> WHAT YOU NEED TO DO
Please write out every record below exactly as it stands.

──────── PROVIDED INFORMATION

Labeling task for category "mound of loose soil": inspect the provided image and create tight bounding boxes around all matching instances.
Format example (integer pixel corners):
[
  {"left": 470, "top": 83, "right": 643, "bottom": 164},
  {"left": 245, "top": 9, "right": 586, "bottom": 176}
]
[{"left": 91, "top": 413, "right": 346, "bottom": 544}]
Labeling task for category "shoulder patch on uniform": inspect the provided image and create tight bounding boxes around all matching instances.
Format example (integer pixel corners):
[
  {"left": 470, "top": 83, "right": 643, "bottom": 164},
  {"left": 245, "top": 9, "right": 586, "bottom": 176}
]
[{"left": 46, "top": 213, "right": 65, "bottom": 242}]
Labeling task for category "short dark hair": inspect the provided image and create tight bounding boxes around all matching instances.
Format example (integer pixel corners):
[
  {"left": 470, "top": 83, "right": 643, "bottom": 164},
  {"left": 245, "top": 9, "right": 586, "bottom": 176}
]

────────────────

> RESULT
Labeling task for category "mound of loose soil": inspect the provided image and create tight bounding boxes around all matching instances.
Format example (integer pixel corners):
[
  {"left": 470, "top": 83, "right": 643, "bottom": 164},
  {"left": 245, "top": 9, "right": 586, "bottom": 176}
]
[{"left": 91, "top": 413, "right": 346, "bottom": 544}]
Labeling task for category "shoulder patch on uniform": inspect the provided image and create tight bounding boxes around all matching instances.
Format example (integer pixel corners):
[
  {"left": 470, "top": 83, "right": 643, "bottom": 164},
  {"left": 245, "top": 9, "right": 586, "bottom": 176}
]
[{"left": 46, "top": 213, "right": 65, "bottom": 242}]
Labeling task for category "short dark hair": inspect the provided image and create tight bounding boxes around all matching instances.
Format example (integer pixel corners):
[
  {"left": 470, "top": 83, "right": 643, "bottom": 164},
  {"left": 245, "top": 9, "right": 586, "bottom": 176}
]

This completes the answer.